All lines from the one with "positive clicks: (122, 217) (151, 251)" onward, through the last line of the records below, are to be retyped word for word.

===============

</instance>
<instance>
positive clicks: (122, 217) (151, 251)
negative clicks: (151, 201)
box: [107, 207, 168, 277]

===============

## RESULT FOR THIS EXERCISE
positive clicks: (122, 217) (151, 251)
negative clicks: (151, 201)
box: [107, 207, 168, 277]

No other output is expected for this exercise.